*** Opening of Available data ***

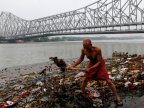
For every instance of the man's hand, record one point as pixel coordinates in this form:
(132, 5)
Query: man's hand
(87, 70)
(70, 66)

*** Close of Available data ***

What the task asks -
Would you repeat the entries exactly, but with no pictures?

Response -
For every instance of the man's hand, record one point as pixel coordinates in this form:
(132, 5)
Query: man's hand
(87, 70)
(70, 66)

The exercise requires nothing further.